• **Kutipan Pilihan**:
┄┄┄┄┄┄

-->

Pesantren Attahdzib

Pesantren Attahdzib

Begini salah, begitu salah kaprah


                            
                                              

Begini salah, begitu salah kaprah
“Diperingatkan berurusan dengan polisi, dibiarkan dianggap tak peduli” kurang lebih seperti itu yang dirasakan oleh mayoritas para guru dimasa kini. Saat sang guru memberi peringatan kepada muridnya yang melakukan kesalahan, justru orang tua lebih membela anaknya yang bersalah melalui jalan melaporkan sang guru ke pihak yang berwajib.

Dimanakah bentuk kepercayaan orang tua kepada guru saat ia melaporkan guru dengan dalih anaknya dihukum karena melakukan pelanggaran? Dan dimana pula bentuk kepercayaan itu saat orang tua tak terima karena anaknya tidak naik kelas? Orang tua kini lebih banyak mempercayai omongan anak tanpa ber-tabayyun terlebih dahulu kepada guru maupun lembaga terkait.

Di dalam kitab Nahwu Wadhih juz 2 tsanawiyah halaman 142 ada dua bait yang menjelaskan fenomena tabu ini,

اعلمه الرماية كل يوم   #   فلما اشتد ساعده رماني
وكم علمته نظم القوافي   #   فلما قال قافية هجا ني

“aku mengajarinya memanah setiap hari, dan ketika lengannya sudah kuat dia memanahku. Dan sering aku mengajarinya nadhom qofiyah, dan ketika ia mengucapkan qofiyah dia menyindirku”
Jauh sebelum masa ini, di kitab Nahwu Wadhih telah dituliskan bait ini. Hal ini menunjukkan balasan buruk seorang murid terhadap guru yang telah mendidiknya.

Istilah guru dalam bahasa jawa diterjemahkan sebagai seseorang yang digugu dan ditiru, sehingga guru merupakan sosok yang harus dipercaya dan dijadikan sebagai suri tauladan. Namun dimasa kini pengertian guru sebagai sosok yang harus digugu dan ditiru nampaknya harus ternodai, gurun kini hanya dijadikan sebagai sebuah profesi, banyak para guru yang kini lebih mementingkan urusan gaji tanpa memikirkan keadaan sang murid, guru kini lebih sibuk mengurus sertifikasi ataupun persyaratan agar diangkat menjadi PNS. Selain itu, perilaku guru yang tak patut ditiru juga membuat pengertian guru sebagai sosok yang harus digugu dan ditiru harus ternodai.

┄┄┄┄┄┄

• **Data Sumber**:
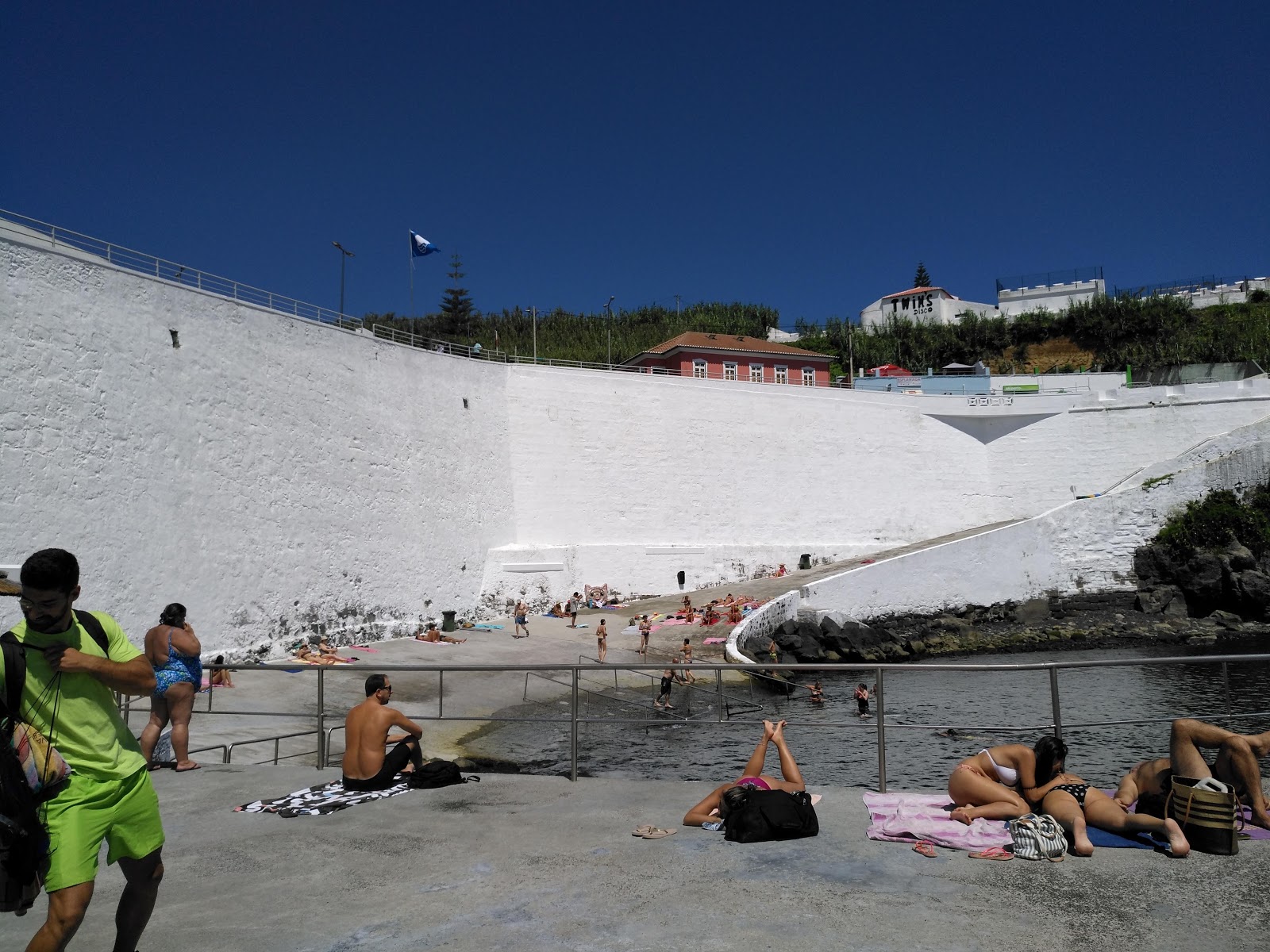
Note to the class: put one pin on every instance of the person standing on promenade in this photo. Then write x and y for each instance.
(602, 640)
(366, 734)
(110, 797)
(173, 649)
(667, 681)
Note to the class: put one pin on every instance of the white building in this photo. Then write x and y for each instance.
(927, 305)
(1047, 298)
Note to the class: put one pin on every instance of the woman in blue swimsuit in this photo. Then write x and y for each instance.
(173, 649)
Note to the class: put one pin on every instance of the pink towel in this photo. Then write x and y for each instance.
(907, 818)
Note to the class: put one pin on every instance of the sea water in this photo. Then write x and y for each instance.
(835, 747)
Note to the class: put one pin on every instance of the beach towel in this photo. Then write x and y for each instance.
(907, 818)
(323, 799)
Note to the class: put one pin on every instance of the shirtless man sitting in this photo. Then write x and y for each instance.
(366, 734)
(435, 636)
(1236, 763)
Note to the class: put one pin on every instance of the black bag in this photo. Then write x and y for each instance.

┄┄┄┄┄┄

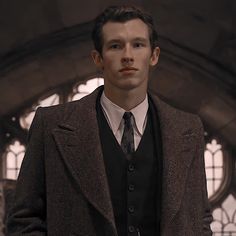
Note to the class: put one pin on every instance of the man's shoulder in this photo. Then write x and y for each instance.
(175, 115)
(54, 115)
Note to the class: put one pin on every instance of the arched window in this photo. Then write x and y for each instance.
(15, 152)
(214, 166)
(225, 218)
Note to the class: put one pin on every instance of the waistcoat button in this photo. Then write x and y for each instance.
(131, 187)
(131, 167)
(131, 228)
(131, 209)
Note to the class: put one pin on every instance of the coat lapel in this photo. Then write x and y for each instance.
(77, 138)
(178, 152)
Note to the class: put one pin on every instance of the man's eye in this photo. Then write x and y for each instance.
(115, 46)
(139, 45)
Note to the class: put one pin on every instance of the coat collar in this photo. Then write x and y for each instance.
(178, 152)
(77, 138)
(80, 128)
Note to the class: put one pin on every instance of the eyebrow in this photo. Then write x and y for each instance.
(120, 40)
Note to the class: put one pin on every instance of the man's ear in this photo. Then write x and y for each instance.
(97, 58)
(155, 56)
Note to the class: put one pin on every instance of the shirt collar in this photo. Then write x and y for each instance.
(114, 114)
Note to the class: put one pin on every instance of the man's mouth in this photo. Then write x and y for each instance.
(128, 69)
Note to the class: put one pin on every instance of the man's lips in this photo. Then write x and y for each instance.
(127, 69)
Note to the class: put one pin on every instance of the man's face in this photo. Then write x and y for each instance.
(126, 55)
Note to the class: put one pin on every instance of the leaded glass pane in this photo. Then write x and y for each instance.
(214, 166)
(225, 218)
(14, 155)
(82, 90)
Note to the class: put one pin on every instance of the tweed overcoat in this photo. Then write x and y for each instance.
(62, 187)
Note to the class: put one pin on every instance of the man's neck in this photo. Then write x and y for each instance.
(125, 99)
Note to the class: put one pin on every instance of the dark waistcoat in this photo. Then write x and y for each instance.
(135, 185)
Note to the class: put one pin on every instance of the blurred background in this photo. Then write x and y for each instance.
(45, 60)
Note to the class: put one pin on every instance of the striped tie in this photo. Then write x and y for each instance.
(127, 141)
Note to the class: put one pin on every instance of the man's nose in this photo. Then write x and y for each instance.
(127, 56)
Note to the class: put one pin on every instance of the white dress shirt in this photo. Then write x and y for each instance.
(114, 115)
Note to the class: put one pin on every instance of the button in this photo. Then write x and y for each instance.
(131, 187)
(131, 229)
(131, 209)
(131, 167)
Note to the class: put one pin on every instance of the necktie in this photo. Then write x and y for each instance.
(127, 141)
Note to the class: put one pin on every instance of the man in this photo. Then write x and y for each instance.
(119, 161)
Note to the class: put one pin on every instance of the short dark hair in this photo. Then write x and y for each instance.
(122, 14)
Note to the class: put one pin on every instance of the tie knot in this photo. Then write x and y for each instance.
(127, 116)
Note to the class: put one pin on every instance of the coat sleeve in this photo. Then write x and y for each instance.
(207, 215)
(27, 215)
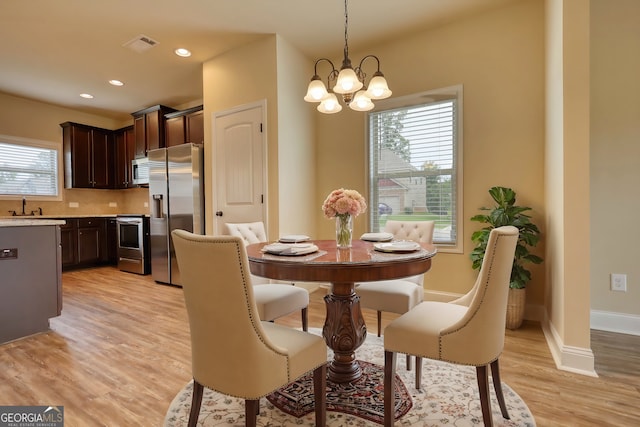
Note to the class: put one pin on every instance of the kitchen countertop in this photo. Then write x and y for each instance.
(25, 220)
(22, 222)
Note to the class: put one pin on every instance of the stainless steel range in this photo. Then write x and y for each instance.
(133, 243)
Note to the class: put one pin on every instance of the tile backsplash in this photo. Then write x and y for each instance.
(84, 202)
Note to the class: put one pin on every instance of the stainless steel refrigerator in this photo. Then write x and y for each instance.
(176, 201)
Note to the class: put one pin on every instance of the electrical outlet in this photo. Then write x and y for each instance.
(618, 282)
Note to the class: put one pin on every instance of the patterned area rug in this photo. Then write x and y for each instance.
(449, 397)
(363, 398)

┄┄┄┄┄┄

• **Tugas Tertulis A**: Temukan setiap baris dalam daftar yang memuat kata "dark", lalu salin baris-baris tersebut.
• **Tugas Tertulis B**: Tolong lanjutkan tulisan tentang guru dan murid di atas, dimulai setelah kalimat terakhirnya.

• **Jawaban Latihan A**:
Note to the class: put one pin on every instance of the dark waistcoat in this photo. Then write x and y for each instance.
Note to the class: put one pin on every instance of the short dark hair in this photo. Then write x and y for each instance.

• **Jawaban Latihan B**:
Terlepas dari itu semua, masih banyak sosok guru yang benar-benar layak untuk digugu dan ditiru, terutama di lingkungan pesantren. Dalam dunia pesantren, guru identik sebagai sosok yang ikhlas, bagaimana tidak? Dengan hanya mengharapkan barokah saja tanpa memandang besaran gaji yang ia terima, guru bukan hanya mengajar santri/siswa di kelas saja, tapi guru di pesantren sangat berperan dalam membentuk karakter santri, guru menjadi orang tua bagi para santri saat di pesantren.

Tak ada istilah mantan guru, guru tetaplah guru sampai kapanpun. Meskipun murid telah menjadi lurah, PNS, dosen, bahkah presiden, ia tetaplah murid dari gurunya, sehingga tak salah apabila guru disebut sebagai pahlawan tanpa tanda jasa.

Di dunia pesantren, sudah seharusnya guru mendapatkan kemuliaan atas jasa-jasanya, tapi sekarang ini justru memprihatinkan, saat ia benar-benar ikhlas mendidik “dengan hati, bukan demi gaji”, ia malah mendapat balasan sebaliknya dari santrinya. Memang tidak semua santri seperti itu, tapi jumlahnya bisa dikatakan tidak sedikit.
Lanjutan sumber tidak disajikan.